Short exercise:
In the two-sample testing page below, why are the New York–New Jersey entries of the day block matrix set to 0.5? Answer in one to three sentences.

Page:

▼▼▼

7.2 Two-sample testing for SBMs

7.2 Two-sample testing for SBMs#

mode = "svg"

import matplotlib

font = {'family' : 'Dejavu Sans',
        'weight' : 'normal',
        'size'   : 20}

matplotlib.rc('font', **font)

import matplotlib
from matplotlib import pyplot as plt
import numpy as np
from graspologic.simulations import sbm

ns = [45, 30, 25]  # number of exits

states = ["NY", "NJ", "PA"]
# z is a column vector indicating which state each exit is in
z = np.repeat(states, ns)

Bnight = np.array([[.3, .2, .05], [.2, .3, .05], [.05, .05, .3]])
Bday = Bnight*2  # day time block matrix is generally 50% more than night

# people tend to commute from New Jersey to New York during the day
# at anomalously high rates
Bday[0, 1] = .5; Bday[1,0] = .5

np.random.seed(0)
Anight = sbm(ns, Bnight)
Aday = sbm(ns, Bday)
from graphbook_code import heatmap
import os

fig, axs = plt.subplots(2, 2, figsize=(10, 10))

heatmap(Bday, legend_title="Probability", ax=axs[0][0],
       xtitle="State", xticklabels=states, yticklabels=states, vmin=0, vmax=1,
       title="(A) $B^{(1)}$ Day block matrix", annot=True)
heatmap(Aday.astype(int), ax=axs[1][0],
       xtitle="Exit", inner_hier_labels=z,
       title="(C) $A^{(1)}$, Day adjacency matrix", shrink=0.5)

heatmap(Bnight, legend_title="Probability", ax=axs[0][1],
       xtitle="State", vmin=0, vmax=1, xticklabels=states, yticklabels=states,
       title="(B) $B^{(2)}$ Night block matrix", annot=True)
heatmap(Anight.astype(int), ax=axs[1][1],
       xtitle="Exit", inner_hier_labels=z,
       title="(D) $A^{(2)}$, Night adjacency matrix", shrink=0.5)

fig.tight_layout()

os.makedirs("Figures", exist_ok=True)
fname = "twosamp_sbm_ex"
if mode != "png":
    os.makedirs(f"Figures/{mode:s}", exist_ok=True)
    fig.savefig(f"Figures/{mode:s}/{fname:s}.{mode:s}")

os.makedirs("Figures/png", exist_ok=True)
fig.savefig(f"Figures/png/{fname:s}.png")

▲▲▲

Provided information:
▼▼▼

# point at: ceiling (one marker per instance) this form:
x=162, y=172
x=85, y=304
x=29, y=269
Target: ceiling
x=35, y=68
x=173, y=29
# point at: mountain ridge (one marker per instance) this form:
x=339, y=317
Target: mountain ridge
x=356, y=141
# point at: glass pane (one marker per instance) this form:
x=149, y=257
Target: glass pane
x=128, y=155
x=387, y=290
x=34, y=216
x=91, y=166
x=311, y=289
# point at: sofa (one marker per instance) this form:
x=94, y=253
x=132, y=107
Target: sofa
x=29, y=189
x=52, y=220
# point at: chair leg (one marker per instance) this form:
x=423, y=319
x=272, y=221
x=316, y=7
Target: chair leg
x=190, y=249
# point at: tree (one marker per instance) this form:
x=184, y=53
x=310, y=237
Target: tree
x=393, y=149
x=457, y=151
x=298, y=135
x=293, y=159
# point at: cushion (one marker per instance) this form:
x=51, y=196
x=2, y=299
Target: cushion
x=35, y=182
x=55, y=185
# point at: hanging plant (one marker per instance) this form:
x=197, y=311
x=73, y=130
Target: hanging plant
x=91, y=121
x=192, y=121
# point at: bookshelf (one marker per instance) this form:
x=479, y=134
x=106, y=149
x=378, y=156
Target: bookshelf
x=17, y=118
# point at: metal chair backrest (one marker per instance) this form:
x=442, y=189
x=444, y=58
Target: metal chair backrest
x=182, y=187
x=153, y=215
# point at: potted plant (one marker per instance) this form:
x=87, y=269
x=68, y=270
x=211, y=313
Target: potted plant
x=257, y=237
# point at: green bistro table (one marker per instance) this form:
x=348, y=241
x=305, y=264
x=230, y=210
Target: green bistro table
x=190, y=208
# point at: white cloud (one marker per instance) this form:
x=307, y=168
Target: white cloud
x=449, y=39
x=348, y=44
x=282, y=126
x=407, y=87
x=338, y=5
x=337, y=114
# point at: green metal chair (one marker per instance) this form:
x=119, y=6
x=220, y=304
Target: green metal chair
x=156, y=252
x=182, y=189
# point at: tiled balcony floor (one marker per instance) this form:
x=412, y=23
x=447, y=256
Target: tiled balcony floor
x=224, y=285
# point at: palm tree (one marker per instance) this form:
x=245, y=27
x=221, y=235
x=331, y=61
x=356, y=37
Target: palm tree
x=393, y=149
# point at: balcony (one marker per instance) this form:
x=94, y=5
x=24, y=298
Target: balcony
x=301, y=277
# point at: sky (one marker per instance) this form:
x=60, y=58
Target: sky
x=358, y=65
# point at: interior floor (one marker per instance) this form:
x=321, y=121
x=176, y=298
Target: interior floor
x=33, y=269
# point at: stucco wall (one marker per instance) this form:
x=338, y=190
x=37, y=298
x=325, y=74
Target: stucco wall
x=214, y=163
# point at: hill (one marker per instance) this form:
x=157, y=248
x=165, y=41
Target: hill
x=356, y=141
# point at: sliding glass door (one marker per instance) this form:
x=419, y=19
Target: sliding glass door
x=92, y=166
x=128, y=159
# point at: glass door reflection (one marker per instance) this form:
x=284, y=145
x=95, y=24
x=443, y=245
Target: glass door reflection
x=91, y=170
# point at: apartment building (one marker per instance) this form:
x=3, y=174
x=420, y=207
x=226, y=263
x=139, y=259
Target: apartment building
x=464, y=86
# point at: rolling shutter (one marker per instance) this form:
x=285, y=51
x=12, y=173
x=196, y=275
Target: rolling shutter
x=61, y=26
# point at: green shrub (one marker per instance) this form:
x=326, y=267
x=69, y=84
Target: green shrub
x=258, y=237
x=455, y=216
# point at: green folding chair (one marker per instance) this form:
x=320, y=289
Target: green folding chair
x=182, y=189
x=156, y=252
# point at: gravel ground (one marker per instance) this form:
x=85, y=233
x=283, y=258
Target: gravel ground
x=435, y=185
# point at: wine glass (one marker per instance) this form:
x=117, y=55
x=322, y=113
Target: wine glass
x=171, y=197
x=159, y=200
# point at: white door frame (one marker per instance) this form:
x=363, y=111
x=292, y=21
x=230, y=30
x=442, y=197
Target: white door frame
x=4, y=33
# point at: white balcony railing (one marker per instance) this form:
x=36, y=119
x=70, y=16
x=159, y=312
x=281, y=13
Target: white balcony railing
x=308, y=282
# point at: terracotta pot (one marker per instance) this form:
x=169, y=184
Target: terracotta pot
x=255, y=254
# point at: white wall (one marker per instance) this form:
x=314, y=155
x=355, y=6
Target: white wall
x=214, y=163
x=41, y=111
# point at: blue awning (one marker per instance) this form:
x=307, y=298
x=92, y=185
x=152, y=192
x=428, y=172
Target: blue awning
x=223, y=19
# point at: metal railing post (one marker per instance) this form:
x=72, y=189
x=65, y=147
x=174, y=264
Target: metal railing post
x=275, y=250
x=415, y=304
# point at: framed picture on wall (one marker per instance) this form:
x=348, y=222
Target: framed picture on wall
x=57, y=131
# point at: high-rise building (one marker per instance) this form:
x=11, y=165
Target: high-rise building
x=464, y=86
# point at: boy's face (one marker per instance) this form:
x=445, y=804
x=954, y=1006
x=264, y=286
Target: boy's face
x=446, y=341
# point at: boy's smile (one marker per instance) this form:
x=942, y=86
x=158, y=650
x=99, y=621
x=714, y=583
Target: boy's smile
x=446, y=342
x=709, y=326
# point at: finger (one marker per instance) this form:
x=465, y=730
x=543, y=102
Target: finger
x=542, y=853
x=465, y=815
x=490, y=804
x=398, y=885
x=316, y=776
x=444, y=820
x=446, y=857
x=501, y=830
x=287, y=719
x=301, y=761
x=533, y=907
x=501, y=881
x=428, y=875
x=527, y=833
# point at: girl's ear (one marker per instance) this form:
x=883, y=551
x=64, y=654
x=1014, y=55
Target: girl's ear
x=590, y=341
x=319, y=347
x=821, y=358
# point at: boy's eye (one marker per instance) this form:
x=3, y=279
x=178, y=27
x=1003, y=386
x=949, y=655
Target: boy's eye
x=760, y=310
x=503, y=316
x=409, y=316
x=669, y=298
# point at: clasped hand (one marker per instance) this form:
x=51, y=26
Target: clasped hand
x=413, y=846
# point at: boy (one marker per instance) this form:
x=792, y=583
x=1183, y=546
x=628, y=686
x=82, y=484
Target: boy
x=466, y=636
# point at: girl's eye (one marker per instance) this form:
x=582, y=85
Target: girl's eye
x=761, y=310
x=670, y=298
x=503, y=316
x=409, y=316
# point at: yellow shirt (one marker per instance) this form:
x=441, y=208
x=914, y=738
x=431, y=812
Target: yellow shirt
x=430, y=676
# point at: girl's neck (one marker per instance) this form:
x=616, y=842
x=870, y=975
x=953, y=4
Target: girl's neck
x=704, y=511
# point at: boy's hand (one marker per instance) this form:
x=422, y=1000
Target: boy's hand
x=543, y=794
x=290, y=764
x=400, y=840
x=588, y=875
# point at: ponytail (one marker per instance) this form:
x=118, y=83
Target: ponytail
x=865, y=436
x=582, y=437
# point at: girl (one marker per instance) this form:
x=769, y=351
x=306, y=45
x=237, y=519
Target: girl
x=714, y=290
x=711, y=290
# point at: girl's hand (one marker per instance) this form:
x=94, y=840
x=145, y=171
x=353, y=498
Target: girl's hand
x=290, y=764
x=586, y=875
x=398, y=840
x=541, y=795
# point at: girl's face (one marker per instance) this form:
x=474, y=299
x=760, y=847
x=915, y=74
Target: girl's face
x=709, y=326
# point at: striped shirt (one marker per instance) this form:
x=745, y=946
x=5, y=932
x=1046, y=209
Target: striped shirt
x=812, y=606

▲▲▲

Solution to this problem:
People tend to commute from New Jersey to New York during the day at anomalously high rates. The entries linking those two states, Bday[0, 1] and Bday[1, 0], are set to 0.5 to reflect that heavy daytime commuting.